▶ [REQUIREMENTS] Copy the data from the line that contains "[locate] textured ceiling" to its last line, exactly, including both of those lines and leaving out everything before.

▶ [DATA EXCERPTS]
==========
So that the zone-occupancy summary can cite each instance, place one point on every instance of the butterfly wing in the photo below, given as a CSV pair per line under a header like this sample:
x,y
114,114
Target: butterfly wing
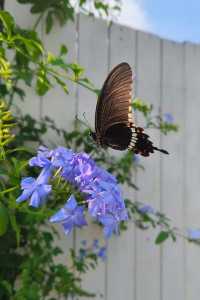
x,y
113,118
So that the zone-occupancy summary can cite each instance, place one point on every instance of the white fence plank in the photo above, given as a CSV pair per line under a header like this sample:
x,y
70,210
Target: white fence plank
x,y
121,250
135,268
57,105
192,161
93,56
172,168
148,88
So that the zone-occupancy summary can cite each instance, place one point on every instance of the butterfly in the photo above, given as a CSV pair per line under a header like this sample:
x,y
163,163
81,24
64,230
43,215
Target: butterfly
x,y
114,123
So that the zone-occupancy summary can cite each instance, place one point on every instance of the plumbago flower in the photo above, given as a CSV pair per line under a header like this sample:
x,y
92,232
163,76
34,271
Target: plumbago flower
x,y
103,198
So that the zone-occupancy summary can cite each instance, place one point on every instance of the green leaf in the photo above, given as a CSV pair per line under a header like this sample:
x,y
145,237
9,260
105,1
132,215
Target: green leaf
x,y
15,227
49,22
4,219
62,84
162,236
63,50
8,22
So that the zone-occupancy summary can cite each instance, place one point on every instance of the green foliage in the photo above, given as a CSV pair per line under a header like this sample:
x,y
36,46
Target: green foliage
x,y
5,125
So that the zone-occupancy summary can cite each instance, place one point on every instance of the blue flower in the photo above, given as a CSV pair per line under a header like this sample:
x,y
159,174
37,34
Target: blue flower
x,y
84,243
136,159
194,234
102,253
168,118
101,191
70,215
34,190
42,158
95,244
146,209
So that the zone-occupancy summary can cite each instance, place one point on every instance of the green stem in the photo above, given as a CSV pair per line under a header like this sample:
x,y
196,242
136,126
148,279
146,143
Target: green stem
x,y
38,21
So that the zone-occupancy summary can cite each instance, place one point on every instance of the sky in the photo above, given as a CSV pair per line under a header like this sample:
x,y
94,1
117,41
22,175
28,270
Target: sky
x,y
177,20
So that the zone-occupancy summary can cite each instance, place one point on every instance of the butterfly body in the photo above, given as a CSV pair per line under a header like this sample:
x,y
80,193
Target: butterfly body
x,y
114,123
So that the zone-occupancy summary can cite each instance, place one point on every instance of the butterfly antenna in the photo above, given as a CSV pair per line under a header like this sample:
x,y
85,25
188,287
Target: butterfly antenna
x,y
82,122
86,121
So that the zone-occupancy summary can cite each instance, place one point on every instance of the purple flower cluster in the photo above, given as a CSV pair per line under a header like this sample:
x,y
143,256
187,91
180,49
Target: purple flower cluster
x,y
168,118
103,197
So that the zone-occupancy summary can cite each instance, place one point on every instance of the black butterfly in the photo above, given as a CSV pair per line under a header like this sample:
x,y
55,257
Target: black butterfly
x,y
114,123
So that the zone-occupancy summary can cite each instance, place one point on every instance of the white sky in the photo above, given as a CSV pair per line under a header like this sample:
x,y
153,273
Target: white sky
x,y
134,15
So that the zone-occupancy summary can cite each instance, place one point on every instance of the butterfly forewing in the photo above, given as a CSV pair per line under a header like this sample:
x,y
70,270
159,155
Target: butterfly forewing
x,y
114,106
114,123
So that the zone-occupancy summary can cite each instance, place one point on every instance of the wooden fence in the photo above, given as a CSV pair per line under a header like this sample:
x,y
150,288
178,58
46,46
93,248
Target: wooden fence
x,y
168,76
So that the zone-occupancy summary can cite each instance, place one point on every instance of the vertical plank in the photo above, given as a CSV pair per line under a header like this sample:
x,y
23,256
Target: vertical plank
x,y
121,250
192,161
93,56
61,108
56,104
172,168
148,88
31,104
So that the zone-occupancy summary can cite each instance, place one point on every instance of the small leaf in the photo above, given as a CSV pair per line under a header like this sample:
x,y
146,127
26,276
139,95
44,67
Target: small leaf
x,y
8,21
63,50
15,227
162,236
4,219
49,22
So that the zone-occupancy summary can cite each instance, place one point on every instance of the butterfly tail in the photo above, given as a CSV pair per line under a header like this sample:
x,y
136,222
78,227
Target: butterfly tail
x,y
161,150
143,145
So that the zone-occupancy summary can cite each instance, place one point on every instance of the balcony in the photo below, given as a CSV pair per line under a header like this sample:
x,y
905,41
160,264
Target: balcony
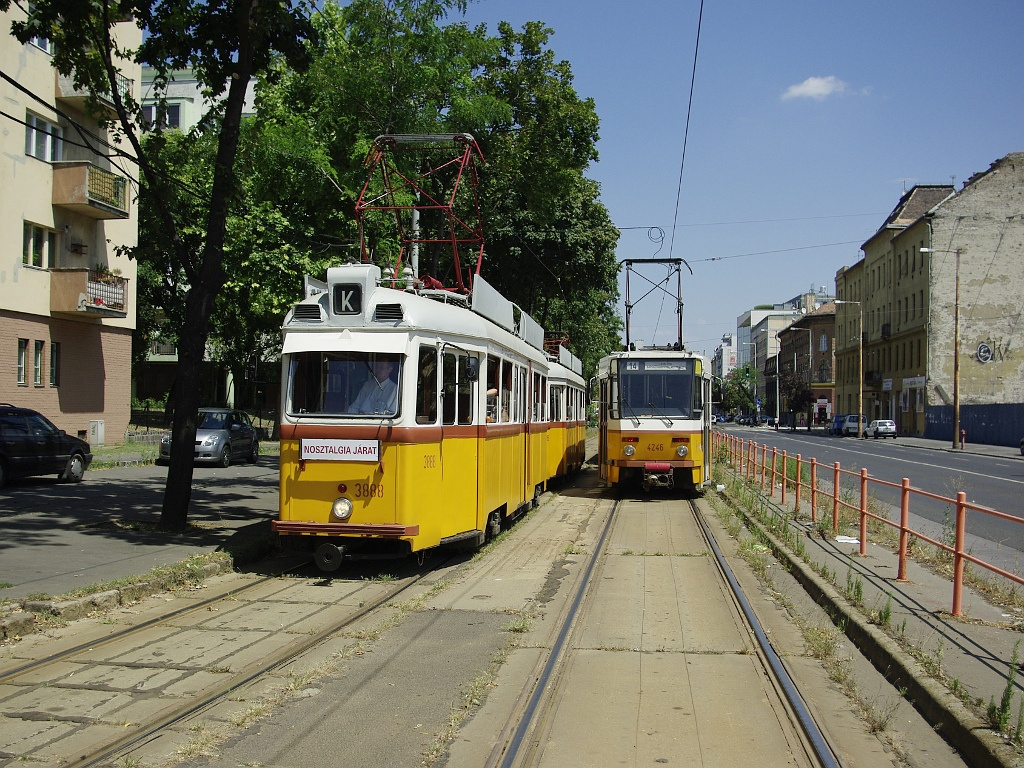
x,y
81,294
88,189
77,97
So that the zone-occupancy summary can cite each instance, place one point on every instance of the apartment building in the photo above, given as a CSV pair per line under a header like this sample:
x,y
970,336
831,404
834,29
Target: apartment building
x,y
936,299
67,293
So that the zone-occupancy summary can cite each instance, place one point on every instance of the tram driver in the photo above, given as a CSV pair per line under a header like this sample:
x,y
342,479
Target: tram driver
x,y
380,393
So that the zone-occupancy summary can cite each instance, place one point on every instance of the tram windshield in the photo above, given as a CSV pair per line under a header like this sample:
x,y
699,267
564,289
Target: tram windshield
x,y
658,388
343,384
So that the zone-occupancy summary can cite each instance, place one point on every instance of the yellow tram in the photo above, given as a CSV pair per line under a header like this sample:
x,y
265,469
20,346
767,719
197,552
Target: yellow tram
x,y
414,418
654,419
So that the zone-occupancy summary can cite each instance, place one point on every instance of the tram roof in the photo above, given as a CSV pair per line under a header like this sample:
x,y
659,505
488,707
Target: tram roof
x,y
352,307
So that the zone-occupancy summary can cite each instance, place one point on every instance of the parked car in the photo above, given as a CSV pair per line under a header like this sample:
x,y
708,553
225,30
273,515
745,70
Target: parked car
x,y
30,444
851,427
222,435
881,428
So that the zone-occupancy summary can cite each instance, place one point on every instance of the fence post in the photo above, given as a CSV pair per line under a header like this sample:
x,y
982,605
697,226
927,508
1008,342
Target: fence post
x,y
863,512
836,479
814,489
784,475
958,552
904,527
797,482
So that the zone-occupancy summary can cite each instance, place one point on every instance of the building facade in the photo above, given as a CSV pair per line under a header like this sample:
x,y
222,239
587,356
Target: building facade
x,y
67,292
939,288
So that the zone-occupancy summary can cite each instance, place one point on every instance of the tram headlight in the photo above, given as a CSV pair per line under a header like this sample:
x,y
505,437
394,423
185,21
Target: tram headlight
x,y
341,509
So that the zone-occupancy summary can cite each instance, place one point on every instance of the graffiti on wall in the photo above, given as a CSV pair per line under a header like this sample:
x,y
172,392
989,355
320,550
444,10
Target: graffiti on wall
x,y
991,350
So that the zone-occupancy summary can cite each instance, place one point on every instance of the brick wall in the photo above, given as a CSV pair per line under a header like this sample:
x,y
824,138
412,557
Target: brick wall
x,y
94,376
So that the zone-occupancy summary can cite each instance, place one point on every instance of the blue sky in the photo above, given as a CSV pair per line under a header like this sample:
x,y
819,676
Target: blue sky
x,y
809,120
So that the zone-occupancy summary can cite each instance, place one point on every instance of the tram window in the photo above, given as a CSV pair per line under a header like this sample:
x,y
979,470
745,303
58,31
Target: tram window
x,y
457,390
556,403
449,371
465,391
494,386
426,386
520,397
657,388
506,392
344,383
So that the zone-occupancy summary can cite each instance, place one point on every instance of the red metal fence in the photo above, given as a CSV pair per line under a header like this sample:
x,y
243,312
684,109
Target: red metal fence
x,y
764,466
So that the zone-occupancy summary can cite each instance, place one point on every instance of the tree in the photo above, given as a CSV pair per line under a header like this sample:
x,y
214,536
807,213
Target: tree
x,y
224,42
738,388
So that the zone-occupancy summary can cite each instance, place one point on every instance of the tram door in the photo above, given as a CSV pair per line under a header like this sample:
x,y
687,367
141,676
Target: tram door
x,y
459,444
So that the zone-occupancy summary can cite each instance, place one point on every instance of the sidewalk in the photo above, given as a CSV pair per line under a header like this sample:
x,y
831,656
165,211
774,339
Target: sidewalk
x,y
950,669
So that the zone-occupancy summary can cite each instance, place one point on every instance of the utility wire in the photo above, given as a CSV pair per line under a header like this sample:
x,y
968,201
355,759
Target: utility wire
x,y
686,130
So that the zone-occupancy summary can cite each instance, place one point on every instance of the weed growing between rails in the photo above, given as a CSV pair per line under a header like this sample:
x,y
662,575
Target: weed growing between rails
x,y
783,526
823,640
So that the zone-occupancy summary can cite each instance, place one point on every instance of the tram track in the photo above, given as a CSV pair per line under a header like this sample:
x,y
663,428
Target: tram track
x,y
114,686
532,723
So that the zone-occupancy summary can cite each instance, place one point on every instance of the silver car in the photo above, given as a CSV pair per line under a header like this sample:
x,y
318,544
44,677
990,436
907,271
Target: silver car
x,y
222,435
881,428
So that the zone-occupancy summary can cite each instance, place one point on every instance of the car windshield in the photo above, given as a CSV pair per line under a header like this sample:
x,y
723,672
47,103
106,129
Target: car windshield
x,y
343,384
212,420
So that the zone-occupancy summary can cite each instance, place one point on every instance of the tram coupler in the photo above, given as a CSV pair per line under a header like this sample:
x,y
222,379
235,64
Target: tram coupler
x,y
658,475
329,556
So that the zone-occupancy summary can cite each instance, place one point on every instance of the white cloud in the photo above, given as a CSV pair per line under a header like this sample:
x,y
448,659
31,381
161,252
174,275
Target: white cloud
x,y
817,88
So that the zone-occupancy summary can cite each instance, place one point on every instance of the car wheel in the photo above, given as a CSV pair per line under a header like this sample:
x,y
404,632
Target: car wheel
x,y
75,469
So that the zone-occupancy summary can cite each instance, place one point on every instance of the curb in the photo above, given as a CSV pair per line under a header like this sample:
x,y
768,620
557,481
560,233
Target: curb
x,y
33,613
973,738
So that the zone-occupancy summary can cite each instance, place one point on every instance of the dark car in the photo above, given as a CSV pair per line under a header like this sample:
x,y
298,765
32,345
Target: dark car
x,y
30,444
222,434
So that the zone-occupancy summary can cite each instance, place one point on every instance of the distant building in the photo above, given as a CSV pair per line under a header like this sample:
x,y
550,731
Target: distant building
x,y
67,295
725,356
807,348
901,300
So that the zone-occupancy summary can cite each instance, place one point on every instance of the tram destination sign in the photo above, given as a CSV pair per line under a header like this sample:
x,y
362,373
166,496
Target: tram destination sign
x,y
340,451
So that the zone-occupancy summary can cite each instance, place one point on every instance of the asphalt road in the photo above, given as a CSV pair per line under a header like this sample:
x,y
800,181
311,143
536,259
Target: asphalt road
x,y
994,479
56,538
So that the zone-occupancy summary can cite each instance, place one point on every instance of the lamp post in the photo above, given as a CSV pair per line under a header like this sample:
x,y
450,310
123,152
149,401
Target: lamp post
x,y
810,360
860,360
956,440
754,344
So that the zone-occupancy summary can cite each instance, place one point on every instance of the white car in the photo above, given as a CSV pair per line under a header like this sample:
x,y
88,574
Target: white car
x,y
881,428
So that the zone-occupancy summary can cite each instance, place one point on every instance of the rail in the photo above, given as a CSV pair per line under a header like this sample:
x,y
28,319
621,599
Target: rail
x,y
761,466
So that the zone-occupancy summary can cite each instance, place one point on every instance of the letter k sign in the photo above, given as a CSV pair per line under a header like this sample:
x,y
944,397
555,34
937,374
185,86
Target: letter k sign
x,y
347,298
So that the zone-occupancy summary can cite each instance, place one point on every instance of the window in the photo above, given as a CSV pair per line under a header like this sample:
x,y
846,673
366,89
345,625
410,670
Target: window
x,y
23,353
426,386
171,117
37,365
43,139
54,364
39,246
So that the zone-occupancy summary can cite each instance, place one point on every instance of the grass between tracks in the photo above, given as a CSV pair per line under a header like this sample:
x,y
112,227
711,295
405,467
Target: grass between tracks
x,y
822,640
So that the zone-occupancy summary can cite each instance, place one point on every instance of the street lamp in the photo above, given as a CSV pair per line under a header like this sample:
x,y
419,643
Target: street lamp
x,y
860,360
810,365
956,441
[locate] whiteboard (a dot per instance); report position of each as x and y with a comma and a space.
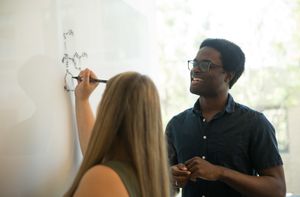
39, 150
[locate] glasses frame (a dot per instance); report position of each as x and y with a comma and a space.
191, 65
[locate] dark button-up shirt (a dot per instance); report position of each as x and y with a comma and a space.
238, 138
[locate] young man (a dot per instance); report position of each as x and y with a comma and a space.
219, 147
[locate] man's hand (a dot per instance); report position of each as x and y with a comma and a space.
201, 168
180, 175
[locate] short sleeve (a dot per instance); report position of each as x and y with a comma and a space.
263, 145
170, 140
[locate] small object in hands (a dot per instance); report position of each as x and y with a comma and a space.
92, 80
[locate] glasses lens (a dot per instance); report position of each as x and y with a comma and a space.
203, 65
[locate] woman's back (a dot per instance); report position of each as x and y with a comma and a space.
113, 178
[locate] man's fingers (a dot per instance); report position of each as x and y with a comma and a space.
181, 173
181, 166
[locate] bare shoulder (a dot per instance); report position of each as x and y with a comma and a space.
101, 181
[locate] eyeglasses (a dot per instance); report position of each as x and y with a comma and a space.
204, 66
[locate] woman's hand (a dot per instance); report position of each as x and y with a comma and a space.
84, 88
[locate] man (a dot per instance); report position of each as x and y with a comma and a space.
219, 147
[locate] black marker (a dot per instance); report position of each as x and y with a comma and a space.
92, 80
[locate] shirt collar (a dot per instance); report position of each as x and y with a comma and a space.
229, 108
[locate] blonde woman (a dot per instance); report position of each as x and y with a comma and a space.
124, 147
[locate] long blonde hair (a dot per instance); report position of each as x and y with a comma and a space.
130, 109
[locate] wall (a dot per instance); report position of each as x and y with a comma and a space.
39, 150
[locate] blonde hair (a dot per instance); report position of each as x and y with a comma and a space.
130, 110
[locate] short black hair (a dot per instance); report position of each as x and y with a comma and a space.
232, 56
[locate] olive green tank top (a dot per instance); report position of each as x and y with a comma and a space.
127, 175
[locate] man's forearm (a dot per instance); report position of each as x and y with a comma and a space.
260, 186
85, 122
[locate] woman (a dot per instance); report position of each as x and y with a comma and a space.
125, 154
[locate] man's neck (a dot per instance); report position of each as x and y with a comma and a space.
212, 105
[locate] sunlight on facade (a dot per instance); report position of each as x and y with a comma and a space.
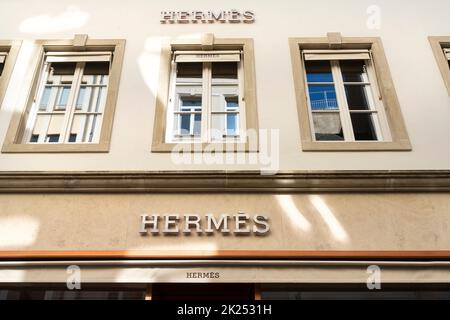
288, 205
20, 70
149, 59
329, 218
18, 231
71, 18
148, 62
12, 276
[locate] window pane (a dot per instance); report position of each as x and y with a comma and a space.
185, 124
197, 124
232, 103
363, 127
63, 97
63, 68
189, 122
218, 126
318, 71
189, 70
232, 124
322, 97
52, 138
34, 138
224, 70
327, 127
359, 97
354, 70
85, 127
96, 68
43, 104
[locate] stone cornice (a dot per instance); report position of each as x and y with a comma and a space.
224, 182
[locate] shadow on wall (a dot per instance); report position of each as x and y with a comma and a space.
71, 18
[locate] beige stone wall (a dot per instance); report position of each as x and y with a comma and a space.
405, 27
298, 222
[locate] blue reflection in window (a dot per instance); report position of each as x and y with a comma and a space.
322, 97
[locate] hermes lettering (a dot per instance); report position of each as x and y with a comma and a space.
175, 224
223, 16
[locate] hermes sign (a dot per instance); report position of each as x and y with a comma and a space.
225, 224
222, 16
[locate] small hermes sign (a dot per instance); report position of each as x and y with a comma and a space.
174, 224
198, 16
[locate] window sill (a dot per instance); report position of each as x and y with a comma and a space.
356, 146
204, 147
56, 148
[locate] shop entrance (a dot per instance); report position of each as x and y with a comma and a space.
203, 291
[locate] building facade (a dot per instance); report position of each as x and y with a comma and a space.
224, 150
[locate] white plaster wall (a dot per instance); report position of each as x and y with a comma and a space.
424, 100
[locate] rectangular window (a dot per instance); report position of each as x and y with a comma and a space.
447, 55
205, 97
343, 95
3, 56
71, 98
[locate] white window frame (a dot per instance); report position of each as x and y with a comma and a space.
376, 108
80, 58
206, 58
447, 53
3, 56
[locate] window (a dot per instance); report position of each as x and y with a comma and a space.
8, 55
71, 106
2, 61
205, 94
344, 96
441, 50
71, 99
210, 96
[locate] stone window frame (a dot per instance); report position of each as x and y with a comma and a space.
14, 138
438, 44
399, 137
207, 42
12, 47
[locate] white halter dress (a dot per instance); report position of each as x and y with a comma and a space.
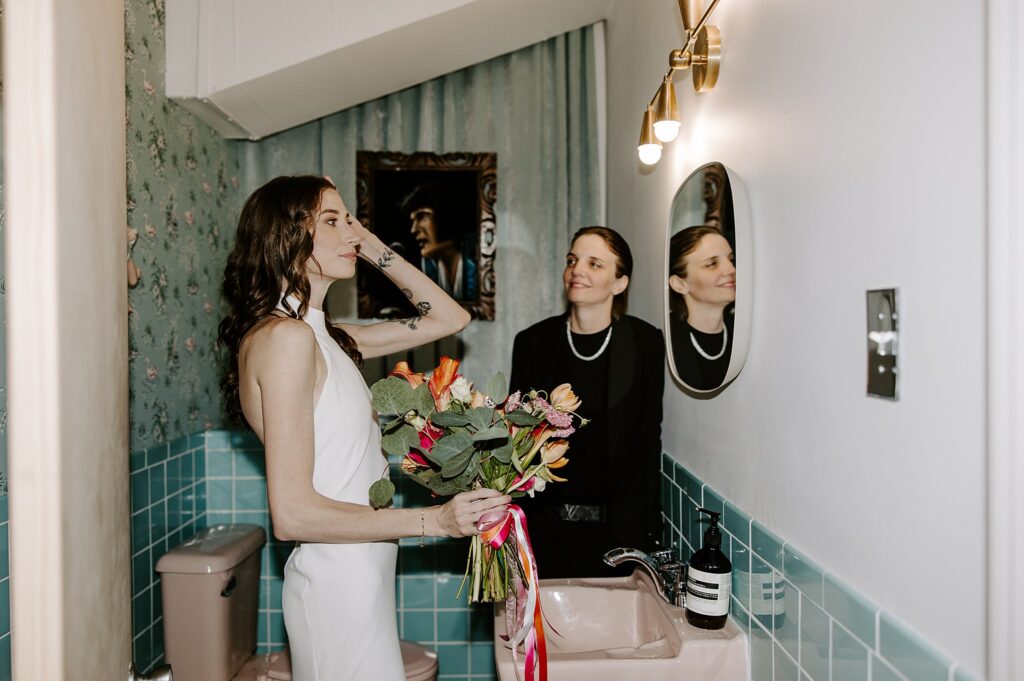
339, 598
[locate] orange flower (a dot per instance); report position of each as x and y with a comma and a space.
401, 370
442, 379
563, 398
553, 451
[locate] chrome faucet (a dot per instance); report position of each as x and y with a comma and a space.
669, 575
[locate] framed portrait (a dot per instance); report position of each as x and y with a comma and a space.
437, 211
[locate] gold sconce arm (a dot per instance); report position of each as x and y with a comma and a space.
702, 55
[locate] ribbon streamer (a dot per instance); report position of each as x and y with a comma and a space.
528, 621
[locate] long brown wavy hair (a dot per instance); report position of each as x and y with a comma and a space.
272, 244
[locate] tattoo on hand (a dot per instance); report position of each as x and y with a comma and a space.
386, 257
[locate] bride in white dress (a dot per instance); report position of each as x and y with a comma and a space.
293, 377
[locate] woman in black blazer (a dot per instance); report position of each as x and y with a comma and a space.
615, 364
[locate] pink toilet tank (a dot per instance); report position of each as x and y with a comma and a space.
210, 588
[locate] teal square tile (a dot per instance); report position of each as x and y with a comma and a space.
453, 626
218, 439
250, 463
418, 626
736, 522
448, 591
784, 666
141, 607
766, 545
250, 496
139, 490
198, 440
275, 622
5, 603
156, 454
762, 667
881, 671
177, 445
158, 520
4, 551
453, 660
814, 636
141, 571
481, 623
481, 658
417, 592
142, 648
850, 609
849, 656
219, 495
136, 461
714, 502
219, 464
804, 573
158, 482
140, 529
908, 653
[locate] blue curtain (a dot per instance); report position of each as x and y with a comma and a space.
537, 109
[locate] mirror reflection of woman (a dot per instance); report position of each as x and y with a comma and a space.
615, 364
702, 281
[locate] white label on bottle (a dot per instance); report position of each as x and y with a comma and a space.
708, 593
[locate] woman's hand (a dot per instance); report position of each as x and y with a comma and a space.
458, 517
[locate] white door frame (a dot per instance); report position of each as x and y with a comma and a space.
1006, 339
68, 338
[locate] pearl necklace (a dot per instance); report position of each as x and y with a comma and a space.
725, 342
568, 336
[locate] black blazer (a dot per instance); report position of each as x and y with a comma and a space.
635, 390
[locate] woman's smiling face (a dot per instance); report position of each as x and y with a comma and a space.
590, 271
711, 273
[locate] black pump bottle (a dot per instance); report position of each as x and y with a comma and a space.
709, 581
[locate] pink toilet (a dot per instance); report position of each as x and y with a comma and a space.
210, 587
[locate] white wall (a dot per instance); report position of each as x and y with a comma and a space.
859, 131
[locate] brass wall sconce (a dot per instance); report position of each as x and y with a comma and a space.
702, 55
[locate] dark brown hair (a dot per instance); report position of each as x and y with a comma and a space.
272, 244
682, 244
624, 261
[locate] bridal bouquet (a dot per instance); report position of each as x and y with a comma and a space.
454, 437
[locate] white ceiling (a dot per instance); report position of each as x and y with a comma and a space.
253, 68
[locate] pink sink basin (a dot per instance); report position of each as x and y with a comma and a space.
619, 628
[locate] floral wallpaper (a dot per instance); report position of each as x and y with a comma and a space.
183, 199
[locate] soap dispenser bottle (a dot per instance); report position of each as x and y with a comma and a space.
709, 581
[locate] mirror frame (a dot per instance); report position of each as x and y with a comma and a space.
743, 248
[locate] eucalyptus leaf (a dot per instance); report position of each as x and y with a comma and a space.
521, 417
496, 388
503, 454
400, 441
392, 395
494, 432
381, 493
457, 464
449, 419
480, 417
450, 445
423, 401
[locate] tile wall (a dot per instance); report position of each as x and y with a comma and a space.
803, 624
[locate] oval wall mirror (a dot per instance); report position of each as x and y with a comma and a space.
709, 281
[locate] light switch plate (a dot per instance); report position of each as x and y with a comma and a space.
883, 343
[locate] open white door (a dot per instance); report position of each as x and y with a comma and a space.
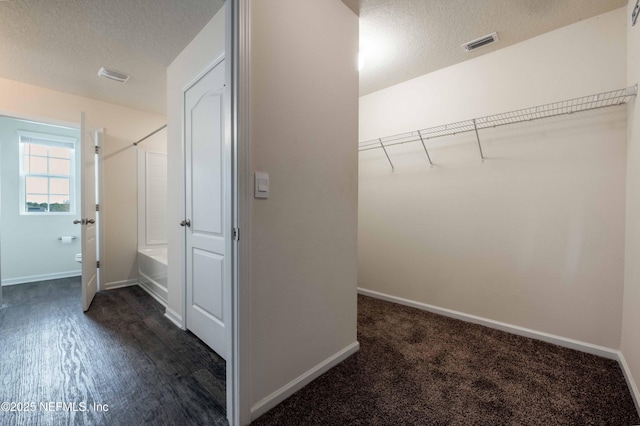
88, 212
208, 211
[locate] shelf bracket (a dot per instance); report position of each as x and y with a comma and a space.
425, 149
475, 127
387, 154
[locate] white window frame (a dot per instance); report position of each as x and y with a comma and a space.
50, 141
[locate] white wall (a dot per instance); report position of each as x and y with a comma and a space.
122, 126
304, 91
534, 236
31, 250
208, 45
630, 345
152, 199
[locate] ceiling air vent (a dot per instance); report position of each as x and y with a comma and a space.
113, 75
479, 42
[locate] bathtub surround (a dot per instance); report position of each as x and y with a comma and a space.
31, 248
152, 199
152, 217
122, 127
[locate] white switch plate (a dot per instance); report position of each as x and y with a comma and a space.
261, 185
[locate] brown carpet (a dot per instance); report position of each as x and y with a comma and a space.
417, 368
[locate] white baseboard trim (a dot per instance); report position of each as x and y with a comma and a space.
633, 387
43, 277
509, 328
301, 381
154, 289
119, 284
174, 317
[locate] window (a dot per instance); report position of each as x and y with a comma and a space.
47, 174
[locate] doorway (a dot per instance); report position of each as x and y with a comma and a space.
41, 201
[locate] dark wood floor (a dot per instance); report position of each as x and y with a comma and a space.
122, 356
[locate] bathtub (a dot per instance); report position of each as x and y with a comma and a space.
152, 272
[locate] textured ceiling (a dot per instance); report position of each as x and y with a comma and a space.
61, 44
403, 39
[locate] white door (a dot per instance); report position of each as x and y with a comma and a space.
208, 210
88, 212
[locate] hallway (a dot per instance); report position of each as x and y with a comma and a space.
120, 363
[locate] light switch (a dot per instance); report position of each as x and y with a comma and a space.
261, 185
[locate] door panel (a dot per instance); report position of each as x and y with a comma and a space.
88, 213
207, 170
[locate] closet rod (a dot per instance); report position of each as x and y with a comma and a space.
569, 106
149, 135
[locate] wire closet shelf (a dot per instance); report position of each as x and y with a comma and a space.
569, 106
==========
▶ [RESPONSE]
[locate] textured ceiling (a dot per instance); report position of each as x and y with a comma and a space.
61, 44
403, 39
[locate] white door (a dot per instance); report position of each as x and y with a comma and a space.
208, 210
88, 212
[locate] hallway (a dot per instance); report position of each as x and y with a comma and a space.
120, 363
[locate] light switch (a dot per instance); report position of each as x and y with a comma and a space.
261, 185
[locate] door panel (a dot per instance); report position of each as x and y with a comma and a space.
88, 213
207, 170
[locate] closet rod (a dot per instance); report position of each as x and y with a comma and a space.
569, 106
149, 135
[locate] wire closet shelf (a dot per instance); report position of each as x and y with a comma and a space.
569, 106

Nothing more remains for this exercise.